[Saved entries]
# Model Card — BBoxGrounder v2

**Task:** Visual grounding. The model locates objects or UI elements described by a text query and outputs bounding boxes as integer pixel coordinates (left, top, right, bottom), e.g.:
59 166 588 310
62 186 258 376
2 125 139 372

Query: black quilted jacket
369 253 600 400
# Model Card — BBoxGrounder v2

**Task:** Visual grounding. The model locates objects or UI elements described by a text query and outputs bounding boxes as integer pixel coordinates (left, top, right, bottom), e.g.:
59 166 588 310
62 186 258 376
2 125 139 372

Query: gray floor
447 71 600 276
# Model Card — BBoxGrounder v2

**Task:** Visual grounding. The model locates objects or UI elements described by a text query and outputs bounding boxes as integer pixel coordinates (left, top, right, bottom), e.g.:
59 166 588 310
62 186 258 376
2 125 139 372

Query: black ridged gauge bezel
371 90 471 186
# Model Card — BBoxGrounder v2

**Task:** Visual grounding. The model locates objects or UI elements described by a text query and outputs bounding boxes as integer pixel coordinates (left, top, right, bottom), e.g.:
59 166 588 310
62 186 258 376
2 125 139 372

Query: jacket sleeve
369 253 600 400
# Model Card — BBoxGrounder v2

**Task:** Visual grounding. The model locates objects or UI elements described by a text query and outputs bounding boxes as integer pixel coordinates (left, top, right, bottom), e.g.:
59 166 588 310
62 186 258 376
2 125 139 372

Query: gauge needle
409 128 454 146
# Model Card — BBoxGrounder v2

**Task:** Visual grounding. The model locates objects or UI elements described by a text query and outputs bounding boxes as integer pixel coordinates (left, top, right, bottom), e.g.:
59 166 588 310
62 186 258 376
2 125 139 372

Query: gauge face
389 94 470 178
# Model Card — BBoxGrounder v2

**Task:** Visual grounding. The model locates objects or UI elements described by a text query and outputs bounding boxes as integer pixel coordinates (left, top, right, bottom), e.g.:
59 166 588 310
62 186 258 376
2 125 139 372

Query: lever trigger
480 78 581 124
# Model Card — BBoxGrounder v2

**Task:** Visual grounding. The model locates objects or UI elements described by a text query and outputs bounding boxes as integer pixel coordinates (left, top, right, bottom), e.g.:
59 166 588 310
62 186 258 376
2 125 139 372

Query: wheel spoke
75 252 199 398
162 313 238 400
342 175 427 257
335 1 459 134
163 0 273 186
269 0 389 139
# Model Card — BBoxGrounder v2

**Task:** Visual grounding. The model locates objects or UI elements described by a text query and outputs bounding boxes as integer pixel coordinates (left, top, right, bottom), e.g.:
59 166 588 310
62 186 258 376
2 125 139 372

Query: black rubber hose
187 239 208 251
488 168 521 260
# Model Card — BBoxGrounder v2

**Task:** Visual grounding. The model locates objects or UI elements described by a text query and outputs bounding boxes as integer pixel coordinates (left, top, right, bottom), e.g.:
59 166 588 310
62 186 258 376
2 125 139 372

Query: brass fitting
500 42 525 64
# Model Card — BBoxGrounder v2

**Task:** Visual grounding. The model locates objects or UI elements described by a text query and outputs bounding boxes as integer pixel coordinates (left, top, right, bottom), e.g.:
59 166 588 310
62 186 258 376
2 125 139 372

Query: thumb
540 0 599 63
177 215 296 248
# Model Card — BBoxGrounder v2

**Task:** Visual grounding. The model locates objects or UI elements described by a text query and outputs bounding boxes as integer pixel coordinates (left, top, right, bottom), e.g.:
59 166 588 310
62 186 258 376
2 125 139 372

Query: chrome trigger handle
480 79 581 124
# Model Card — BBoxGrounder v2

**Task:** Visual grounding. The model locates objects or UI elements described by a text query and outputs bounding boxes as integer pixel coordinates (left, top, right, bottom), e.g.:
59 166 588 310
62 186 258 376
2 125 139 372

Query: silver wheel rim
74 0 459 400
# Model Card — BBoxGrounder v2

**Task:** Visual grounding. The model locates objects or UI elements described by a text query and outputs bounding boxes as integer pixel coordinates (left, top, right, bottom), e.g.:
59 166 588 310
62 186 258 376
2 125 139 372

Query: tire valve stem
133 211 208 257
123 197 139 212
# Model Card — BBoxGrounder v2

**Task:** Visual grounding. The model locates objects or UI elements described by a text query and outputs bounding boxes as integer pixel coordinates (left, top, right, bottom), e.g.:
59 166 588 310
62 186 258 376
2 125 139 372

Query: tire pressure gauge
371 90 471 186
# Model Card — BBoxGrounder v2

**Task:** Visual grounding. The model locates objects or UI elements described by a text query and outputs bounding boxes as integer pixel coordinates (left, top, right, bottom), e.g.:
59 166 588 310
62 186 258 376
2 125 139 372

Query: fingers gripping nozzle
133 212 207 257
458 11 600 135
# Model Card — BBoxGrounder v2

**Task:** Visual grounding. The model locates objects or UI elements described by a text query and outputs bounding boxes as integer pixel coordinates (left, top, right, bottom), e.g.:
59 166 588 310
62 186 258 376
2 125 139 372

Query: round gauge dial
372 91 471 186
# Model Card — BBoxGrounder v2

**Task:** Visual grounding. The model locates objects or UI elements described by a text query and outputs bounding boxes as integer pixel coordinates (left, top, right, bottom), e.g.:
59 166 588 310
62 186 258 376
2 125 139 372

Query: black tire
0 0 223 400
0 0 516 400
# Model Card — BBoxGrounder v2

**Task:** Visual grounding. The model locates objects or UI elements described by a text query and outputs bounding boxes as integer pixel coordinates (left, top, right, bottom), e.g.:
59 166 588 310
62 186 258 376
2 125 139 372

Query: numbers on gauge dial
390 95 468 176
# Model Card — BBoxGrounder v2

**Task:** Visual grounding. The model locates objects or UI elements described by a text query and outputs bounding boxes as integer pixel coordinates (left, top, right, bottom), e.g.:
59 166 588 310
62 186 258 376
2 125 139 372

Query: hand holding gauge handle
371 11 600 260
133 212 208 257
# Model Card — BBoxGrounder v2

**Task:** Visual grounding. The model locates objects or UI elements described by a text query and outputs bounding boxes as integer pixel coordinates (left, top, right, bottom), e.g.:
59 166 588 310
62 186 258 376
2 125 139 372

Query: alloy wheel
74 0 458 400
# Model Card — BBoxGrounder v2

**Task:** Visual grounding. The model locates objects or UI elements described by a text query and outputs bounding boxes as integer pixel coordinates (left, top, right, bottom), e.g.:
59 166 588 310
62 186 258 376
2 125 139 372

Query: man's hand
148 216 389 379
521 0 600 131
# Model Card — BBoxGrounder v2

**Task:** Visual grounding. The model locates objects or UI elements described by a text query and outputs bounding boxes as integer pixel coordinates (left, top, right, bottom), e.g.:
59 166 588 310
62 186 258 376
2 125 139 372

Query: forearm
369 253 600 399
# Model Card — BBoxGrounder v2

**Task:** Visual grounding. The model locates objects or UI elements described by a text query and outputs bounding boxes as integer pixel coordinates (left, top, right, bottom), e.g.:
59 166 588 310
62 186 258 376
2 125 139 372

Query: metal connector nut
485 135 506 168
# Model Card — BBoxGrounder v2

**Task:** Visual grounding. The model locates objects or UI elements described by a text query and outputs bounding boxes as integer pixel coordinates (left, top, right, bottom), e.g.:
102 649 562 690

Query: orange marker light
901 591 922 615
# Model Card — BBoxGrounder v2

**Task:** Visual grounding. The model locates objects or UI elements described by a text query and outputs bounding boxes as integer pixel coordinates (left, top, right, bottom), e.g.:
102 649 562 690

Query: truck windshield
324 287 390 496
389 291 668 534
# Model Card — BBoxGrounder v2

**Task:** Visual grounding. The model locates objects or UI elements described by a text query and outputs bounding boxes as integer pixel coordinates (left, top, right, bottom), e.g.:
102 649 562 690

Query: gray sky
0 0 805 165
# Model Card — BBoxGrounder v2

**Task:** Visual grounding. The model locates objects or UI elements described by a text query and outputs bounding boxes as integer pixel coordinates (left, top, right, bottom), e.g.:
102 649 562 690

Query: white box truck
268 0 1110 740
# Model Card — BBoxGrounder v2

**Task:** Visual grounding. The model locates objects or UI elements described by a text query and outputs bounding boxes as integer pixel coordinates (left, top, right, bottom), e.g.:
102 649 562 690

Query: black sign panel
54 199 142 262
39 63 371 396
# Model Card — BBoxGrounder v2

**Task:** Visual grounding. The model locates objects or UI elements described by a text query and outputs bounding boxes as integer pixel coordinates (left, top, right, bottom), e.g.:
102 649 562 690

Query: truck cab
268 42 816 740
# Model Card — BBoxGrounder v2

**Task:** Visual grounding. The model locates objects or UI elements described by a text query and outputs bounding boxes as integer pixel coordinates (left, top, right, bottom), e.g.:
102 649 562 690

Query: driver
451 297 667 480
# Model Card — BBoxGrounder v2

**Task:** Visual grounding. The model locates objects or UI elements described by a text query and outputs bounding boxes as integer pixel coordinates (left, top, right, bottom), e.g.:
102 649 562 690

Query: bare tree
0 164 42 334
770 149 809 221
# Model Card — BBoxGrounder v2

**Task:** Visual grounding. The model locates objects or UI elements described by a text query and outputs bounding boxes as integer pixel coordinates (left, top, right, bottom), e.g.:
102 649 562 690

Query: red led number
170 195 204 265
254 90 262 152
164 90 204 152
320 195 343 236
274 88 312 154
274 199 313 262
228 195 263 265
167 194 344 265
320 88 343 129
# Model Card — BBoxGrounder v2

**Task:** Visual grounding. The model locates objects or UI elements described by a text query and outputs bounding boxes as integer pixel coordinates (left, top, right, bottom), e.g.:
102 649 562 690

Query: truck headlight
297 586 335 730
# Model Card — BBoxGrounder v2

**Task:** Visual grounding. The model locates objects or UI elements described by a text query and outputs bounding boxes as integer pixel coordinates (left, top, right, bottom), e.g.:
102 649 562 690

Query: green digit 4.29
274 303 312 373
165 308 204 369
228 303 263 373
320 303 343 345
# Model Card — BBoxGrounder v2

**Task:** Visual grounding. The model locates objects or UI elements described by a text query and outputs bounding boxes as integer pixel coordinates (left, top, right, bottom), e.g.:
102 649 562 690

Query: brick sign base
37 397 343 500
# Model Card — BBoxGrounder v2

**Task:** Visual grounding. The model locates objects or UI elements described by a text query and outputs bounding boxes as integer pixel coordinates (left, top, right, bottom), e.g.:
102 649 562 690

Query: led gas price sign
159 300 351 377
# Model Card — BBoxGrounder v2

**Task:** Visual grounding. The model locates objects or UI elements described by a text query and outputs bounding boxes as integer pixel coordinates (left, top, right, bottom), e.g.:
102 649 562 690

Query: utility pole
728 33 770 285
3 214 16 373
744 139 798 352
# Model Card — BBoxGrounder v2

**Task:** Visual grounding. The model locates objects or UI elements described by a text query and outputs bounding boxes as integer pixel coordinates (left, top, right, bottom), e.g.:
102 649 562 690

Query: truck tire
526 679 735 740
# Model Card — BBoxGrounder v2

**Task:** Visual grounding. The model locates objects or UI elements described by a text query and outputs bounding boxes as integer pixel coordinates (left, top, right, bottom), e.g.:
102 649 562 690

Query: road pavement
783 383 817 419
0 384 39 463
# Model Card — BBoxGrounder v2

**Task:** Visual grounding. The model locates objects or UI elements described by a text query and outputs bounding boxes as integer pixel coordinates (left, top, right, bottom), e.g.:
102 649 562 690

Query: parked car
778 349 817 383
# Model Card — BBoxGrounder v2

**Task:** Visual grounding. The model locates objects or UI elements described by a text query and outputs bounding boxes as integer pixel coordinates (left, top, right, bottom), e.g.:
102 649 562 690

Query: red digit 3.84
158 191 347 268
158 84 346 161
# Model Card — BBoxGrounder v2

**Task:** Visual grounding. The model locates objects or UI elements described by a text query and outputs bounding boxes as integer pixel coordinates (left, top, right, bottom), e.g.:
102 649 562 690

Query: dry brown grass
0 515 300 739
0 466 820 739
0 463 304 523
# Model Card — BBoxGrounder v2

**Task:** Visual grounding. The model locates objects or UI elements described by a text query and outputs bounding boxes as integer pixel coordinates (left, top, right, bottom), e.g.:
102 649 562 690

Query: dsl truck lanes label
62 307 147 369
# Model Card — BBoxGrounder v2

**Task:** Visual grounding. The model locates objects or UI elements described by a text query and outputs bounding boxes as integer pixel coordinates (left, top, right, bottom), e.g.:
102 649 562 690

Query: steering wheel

■ WHAT IS NEEDED: Show every line in the saved entries above that contains the string "truck". Case counts.

■ FINAL ANSWER:
Query: truck windshield
Query: white box truck
Query: truck cab
Query: truck headlight
Query: truck tire
Query: dsl truck lanes label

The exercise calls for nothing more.